| PROBLEM STATEMENT |
Please continue the article on CDs and real estate from where it stops.

| SUPPLIED TEXT |
++++++++

How Real Estate Outperforms the Highest CD Rates No Questions Asked
CDs or Certificates of Deposit are good investment vehicles for those seeking a low risk investment for cash they won’t need any time soon. Using an institution with the highest CD rates lets you earn a better rate than you would if you left it in your savings or checking account. CDs are also insured by the CDIC for up to $250,000.
2 Things to Consider when Investing in CDs.
When will you need any of that money? Do you have sufficient alternative financial resources for you to survive or heaven forbid take care of an emergency? If you have a sum that will be sitting in your bank account for over 6 months without being used, those funds could be ideal for investing in a CD. It’s generally designed as a place to park your money when you’re saving up for a large purchase or investment.
2. Interest rate:
The direction rates are heading will help determine how long of a term to which you want to commit. If rates are on the way up a short term CD may be best. However if rates are on their way down you’ll be able to lock in at the highest CD rates.
How to Invest in CDs?

++++++++

| MATERIAL |
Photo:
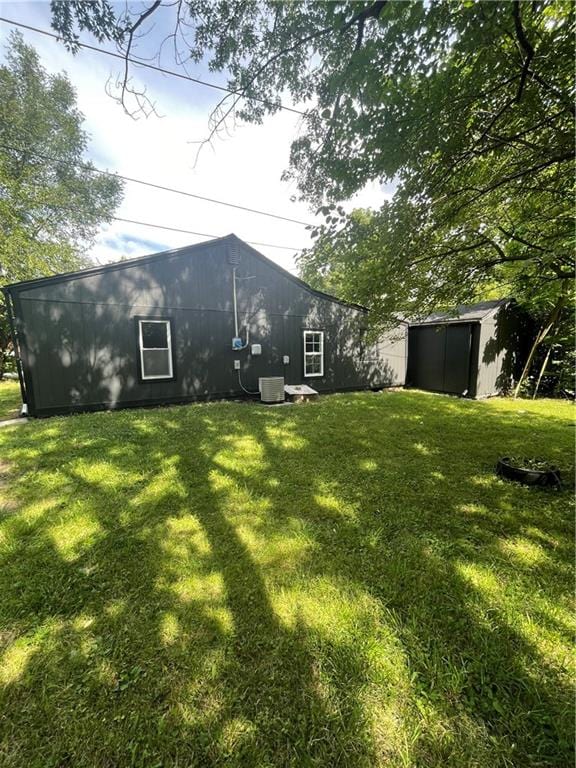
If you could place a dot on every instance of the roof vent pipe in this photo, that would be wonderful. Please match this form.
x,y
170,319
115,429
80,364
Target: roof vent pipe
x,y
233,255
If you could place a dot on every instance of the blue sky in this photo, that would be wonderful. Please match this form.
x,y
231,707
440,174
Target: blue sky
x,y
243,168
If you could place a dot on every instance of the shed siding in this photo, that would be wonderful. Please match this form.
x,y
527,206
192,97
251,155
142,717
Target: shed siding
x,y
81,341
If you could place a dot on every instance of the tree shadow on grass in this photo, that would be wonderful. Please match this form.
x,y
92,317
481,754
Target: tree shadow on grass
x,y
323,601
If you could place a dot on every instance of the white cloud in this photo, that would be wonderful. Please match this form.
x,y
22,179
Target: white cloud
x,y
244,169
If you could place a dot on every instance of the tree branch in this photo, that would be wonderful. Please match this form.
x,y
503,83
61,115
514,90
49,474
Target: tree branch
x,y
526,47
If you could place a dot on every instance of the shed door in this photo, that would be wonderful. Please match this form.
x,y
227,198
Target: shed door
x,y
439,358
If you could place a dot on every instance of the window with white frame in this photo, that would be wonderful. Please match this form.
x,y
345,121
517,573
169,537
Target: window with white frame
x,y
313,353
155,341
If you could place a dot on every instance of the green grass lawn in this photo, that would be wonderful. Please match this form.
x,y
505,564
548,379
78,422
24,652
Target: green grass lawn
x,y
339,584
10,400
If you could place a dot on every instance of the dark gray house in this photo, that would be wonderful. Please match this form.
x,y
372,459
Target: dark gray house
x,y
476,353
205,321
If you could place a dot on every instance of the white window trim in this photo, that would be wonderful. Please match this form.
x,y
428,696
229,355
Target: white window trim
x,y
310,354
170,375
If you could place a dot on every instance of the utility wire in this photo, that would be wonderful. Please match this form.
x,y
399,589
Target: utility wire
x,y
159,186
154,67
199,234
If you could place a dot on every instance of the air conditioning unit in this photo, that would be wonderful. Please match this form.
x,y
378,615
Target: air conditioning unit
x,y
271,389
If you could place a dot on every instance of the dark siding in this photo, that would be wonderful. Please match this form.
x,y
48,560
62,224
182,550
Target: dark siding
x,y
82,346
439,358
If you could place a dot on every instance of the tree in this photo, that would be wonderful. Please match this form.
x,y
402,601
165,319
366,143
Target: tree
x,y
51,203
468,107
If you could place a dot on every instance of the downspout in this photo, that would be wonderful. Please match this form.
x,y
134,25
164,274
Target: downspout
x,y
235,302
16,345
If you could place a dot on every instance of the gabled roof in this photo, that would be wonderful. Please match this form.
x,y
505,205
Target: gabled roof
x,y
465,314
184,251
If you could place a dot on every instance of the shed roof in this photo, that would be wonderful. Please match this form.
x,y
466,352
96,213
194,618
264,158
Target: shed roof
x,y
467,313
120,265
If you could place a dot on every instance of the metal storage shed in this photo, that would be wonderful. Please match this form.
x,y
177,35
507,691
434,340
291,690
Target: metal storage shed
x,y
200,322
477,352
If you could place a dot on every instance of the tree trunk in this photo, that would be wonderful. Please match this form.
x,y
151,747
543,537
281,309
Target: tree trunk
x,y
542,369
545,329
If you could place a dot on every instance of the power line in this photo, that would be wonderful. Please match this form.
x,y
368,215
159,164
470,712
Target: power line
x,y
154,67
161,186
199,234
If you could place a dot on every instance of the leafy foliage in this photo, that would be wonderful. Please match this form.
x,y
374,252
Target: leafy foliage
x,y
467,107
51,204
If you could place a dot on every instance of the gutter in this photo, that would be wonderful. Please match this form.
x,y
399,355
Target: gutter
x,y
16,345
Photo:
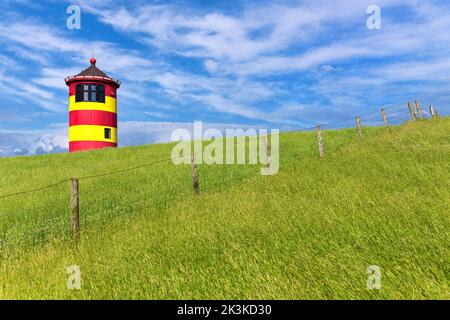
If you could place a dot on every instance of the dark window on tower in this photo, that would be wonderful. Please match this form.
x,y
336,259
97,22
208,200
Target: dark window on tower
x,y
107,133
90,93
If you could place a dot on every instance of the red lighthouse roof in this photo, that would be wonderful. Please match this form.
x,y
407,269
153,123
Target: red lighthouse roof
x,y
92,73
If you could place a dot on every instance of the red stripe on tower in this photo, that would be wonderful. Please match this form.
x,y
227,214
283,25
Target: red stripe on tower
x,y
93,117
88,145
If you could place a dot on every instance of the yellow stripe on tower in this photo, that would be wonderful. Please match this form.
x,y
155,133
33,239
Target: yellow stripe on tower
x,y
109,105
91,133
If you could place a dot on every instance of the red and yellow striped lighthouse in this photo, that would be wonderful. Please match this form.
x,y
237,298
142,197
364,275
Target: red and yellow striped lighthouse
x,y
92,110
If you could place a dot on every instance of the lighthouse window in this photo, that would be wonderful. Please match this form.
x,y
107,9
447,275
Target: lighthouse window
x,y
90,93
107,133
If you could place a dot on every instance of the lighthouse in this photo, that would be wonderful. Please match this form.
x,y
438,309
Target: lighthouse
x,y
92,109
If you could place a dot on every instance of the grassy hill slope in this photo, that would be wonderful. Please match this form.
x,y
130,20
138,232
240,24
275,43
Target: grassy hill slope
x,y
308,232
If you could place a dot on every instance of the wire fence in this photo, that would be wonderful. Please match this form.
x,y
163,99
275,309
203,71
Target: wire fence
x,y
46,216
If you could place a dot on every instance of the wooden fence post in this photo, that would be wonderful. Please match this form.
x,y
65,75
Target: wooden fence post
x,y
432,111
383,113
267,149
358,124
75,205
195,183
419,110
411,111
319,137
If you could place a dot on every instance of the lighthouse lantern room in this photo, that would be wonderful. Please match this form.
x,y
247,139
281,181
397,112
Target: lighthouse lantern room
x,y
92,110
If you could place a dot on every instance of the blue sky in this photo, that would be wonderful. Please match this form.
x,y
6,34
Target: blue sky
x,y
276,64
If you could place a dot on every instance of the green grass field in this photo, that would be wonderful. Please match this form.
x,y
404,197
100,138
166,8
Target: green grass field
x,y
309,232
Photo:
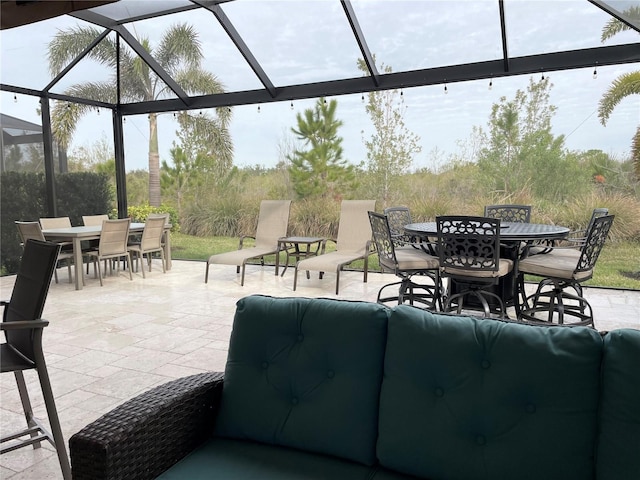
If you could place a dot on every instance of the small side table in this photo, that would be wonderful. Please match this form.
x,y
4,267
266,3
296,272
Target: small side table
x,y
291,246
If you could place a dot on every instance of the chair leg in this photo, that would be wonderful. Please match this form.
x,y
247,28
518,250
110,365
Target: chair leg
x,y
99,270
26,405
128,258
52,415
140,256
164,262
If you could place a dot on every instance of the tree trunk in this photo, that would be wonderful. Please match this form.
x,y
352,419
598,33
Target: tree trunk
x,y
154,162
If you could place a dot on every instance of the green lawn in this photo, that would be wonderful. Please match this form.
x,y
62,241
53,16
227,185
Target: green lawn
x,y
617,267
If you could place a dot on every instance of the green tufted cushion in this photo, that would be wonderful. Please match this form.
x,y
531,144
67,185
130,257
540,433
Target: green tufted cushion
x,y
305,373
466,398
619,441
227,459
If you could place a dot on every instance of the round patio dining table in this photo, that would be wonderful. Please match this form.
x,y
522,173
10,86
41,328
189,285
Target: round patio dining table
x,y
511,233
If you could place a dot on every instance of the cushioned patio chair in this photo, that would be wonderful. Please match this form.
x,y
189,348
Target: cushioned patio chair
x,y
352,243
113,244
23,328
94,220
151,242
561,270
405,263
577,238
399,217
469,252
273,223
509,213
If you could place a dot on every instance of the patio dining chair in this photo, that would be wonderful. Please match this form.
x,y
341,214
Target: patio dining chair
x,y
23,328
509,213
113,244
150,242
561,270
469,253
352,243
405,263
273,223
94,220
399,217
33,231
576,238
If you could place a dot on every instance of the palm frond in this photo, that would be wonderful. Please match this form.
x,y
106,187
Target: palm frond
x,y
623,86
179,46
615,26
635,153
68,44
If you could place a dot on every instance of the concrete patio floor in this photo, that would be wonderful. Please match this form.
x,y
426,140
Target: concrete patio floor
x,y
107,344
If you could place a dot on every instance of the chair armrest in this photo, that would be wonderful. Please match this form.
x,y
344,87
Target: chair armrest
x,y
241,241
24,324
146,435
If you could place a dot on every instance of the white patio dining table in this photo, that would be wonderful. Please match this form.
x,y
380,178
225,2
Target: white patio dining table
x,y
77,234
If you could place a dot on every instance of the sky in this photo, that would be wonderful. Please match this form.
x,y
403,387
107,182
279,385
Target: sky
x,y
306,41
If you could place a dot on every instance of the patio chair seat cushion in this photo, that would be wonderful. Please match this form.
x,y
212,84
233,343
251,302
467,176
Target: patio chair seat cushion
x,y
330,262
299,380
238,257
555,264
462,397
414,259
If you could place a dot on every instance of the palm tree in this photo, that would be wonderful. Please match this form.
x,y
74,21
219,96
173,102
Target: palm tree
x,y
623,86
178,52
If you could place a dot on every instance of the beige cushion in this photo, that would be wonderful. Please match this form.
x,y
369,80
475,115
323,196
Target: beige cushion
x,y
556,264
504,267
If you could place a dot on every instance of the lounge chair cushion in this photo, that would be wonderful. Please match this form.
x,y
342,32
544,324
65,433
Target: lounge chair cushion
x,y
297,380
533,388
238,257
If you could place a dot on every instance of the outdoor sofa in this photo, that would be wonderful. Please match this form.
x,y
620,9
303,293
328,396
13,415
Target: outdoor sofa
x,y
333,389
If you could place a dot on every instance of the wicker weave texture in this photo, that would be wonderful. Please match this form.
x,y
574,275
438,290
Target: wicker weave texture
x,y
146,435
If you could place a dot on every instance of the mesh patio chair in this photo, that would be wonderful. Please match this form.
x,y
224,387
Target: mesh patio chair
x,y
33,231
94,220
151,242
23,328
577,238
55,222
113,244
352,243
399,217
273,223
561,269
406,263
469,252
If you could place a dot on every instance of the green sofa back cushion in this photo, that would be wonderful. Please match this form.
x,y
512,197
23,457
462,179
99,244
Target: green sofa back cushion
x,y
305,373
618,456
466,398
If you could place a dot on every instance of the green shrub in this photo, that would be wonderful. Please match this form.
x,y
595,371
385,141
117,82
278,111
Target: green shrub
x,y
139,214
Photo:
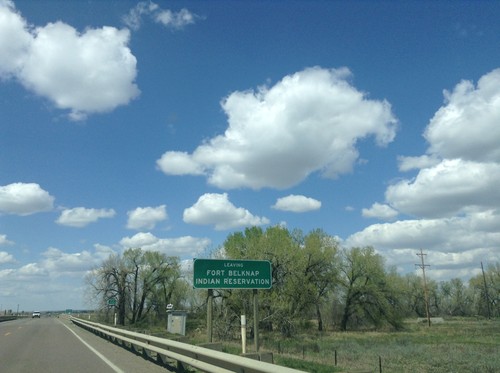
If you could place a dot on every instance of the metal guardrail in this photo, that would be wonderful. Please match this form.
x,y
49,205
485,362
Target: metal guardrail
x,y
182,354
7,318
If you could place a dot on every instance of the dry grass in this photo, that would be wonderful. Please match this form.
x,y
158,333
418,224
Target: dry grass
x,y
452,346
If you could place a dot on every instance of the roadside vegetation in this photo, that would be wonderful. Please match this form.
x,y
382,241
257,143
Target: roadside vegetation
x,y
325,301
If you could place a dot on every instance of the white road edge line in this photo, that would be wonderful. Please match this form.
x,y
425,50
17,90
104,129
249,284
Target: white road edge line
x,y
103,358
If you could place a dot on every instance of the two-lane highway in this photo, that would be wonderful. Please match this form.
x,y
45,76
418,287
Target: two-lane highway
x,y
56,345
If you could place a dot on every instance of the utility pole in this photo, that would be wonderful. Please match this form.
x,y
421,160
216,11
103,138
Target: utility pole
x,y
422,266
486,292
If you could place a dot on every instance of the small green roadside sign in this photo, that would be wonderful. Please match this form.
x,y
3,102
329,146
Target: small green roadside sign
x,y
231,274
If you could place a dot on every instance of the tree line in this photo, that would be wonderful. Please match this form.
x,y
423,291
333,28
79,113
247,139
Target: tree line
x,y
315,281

++++++++

| REPLY TO THE EXERCISE |
Once you determine that parking your money in a CD is the best choice for you, here are the steps you’ll want to follow;
- Choose the time frame. This will be predicated on when you’ll need your funds returned, and if you have sufficient other funds set aside to survive until your CD matures.
- Determine what type of CD best suits your needs.
Types of CDS
You can choose from the following:
- Traditional CDs: This is where you’ll receive a fixed interest rate over a specified period of time. Be wary because withdrawing before maturity can give rise to some hefty penalties.
- Bump-up CDs: These will allow you to swap out your CD for the highest CD rates if rates on new CDs of similar duration rise during your term. Most institutions that allow this will allow it to happen once during your term.
- Liquid CDs: Although these may not be the highest CD rates, they will allow you to withdraw part of your account without paying a penalty, and are still higher rates that having your money sitting in a bank account.
- Zero-coupon CDs: With this investment your earnings will automatically be re-invested so you’ll earn interest on a higher total deposit, this type of CD also usually pays a little higher interest rate.
- Callable CDs: These are typically offered through brokerages, and allow the issuing bank to recall it after a certain period of time returning your deposit and any interest owed. This is usually done when interest rates fall significantly, but they offer the highest CD rates to compensate.
- Brokerage CDs: These offerings will generally offer a higher interest rate but you’ll also pay a fee in order to take advantage of the brokerage’s access to the thousands of CD offerings.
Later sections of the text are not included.